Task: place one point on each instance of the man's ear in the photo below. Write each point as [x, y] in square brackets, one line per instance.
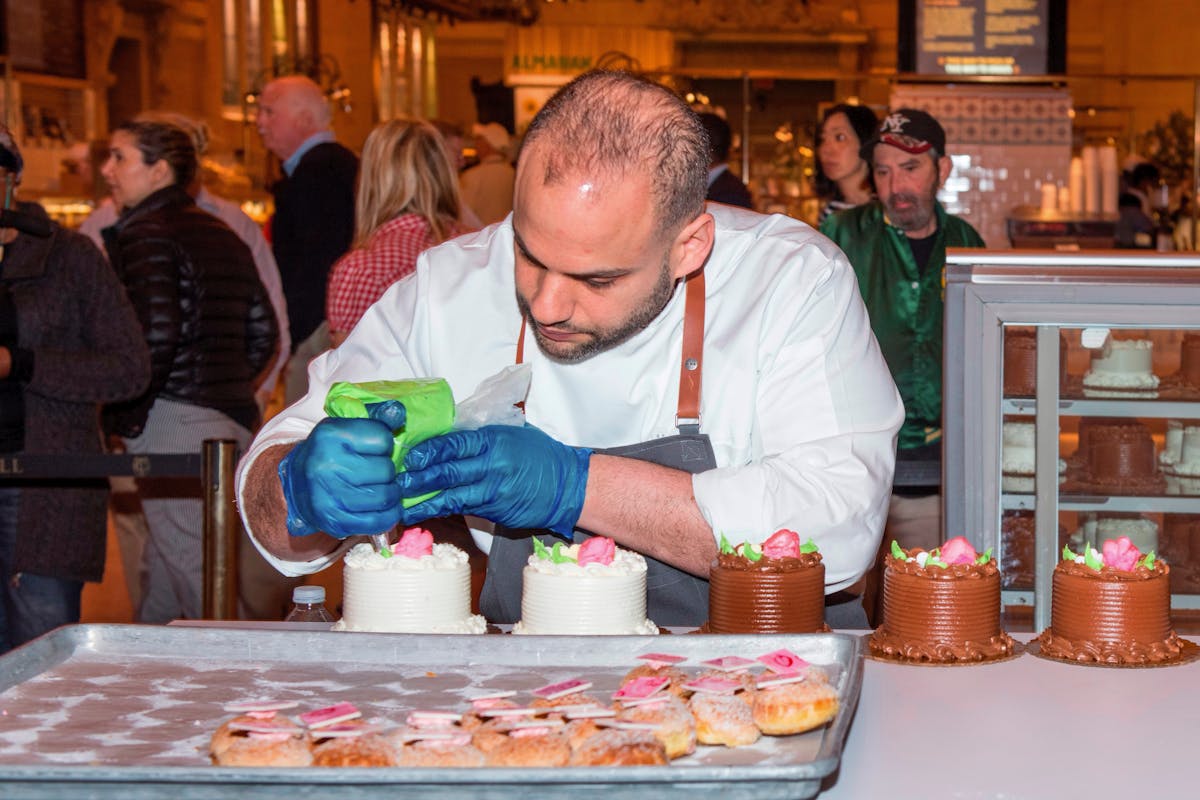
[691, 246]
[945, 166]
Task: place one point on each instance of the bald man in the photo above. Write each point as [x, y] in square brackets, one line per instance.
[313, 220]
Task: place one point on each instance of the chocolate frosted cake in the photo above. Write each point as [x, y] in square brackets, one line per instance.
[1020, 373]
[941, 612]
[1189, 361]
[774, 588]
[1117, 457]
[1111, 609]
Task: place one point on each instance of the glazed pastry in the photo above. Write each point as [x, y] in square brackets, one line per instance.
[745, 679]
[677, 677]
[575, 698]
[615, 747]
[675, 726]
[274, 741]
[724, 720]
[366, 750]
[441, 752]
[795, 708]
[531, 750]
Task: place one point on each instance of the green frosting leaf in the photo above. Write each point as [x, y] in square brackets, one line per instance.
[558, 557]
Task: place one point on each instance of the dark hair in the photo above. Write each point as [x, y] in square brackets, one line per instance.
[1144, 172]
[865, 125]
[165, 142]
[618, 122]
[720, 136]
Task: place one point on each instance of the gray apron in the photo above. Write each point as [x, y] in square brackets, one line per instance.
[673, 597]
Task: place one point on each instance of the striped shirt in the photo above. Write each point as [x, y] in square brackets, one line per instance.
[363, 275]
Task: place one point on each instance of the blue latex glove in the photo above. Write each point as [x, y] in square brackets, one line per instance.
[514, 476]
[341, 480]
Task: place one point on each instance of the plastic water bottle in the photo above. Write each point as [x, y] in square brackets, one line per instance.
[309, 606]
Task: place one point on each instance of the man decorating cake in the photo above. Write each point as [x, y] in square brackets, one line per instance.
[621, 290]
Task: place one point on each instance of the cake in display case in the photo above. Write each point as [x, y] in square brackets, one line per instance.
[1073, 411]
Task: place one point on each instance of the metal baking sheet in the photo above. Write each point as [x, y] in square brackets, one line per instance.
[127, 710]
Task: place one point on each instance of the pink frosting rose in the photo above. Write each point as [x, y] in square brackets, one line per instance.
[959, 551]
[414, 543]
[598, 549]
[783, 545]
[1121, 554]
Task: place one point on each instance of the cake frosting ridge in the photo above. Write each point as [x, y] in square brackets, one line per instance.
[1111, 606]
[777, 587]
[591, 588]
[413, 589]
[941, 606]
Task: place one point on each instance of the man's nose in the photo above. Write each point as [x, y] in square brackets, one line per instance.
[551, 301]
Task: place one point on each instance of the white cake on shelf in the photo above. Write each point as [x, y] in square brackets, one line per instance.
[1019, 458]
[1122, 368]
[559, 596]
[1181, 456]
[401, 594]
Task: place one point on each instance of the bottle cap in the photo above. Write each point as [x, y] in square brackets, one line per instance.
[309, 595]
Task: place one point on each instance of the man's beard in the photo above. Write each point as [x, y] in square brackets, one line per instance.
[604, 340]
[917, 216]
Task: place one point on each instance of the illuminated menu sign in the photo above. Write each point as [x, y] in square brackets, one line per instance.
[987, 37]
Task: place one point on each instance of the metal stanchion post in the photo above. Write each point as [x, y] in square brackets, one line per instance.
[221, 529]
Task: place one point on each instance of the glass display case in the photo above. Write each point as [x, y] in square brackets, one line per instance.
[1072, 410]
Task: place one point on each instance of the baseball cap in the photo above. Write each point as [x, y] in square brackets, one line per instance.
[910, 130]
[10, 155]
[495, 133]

..........

[GIVEN REQUEST]:
Pictures in the records above are left out; print everything else exactly as written.

[OUTPUT FOR THIS EXERCISE]:
Task: place one point on each instance of the man's ear in the photo below. Write each point as [x, y] in square brackets, one line per instance.
[691, 246]
[945, 166]
Task: place one point on each instance of the bald man in the photo above. Write each point as [x, y] in square brackets, one line per instance.
[313, 220]
Task: place one point on each instance of the chocolate frosted cake in the photo above. Write each point as [x, y] in square brackets, one line per instance.
[1020, 373]
[941, 612]
[1189, 361]
[774, 588]
[1117, 457]
[1111, 609]
Task: place one point on each instance of the glazed pastry in the photo above. Write each point as [x, y] in square brackets, one line per instance.
[745, 679]
[677, 677]
[575, 698]
[615, 747]
[675, 726]
[274, 741]
[724, 720]
[366, 750]
[441, 752]
[795, 708]
[531, 750]
Task: place one point on each instance of the green frosting leaf in the photo above. Write each point as [x, y] in square brackets, one line per instance.
[558, 557]
Task: place one point on each instance of the dark hair in the photo above. Write each point as [x, y] in square brackets, one line per instance.
[1144, 172]
[865, 125]
[165, 142]
[618, 122]
[720, 136]
Task: place one point on each instance of the gray apron in the photo above. Write each point as [x, y] in square brackets, one line per instance.
[673, 597]
Task: place one point on each instance of the striped shirt in the photo above. Write each point as [x, y] in square brackets, one line per instance.
[363, 275]
Task: place one point on each instance of the blue latex glove in the photo above. Write each point as [x, y] in square brackets, one line per instance.
[514, 476]
[341, 480]
Task: place one point on each instance of the plastic water bottle in the photo above. Write each point as [x, y] in square brackets, one line per instance.
[309, 606]
Task: place one point on each instance of the man decorating cake in the photo above. Write each point as [x, y] in square brackets, one line per instance.
[621, 290]
Task: place one point on each instance of the cake in display case in the photo above. Write each point as [x, y] in square brackets, one line per instance.
[1073, 411]
Task: place one point on each instance of the metal baking sheet in the photo above. Write each point as [x, y] in square brackets, one line per instance.
[127, 710]
Task: place one point on each instance of the pink frosting rose in the photo above. Write each point as [x, y] in square brackets, one line per instance.
[959, 551]
[414, 543]
[598, 549]
[783, 545]
[1121, 554]
Task: place one point on each instance of the cake frosting ridge in the photo above. Write each point as [x, y] in square brackets, one line per instance.
[1111, 606]
[777, 587]
[591, 588]
[413, 589]
[941, 606]
Task: place one point on each instance of the man's nose in the photo above. Write each point as [x, y] in square brackets, one line per instance.
[551, 301]
Task: place one point on each instance of the white cake on shelf in the photo above. Write each point as [x, y] in square brackets, one line per instance.
[1019, 458]
[1122, 368]
[559, 596]
[1181, 456]
[401, 594]
Task: place one point on each instance of the bottle cap in the photo above. Write each point as [x, y] in square brackets, one line per instance.
[309, 595]
Task: place one point on each instance of the man's beard in the photo above. Write each point as [x, y] in square brackets, one line per instance.
[604, 340]
[917, 216]
Task: place one point on each instance of the illuminated menu sign in the photo above. Write each point as [x, y] in square brackets, one line per instance.
[987, 37]
Task: place one point on each instance of the metal stanchion post in the photo above. Write each point as [x, y] in square brackets, one line per instance.
[221, 529]
Task: place one point on each instance of the glass display case in the photo above. Write each point as [x, y] in square brackets, one line per instance.
[1072, 410]
Task: place one point on each instance of the baseball cap in the photo above. Write each point as [x, y] in square brackets, one line per instance.
[910, 130]
[10, 155]
[495, 133]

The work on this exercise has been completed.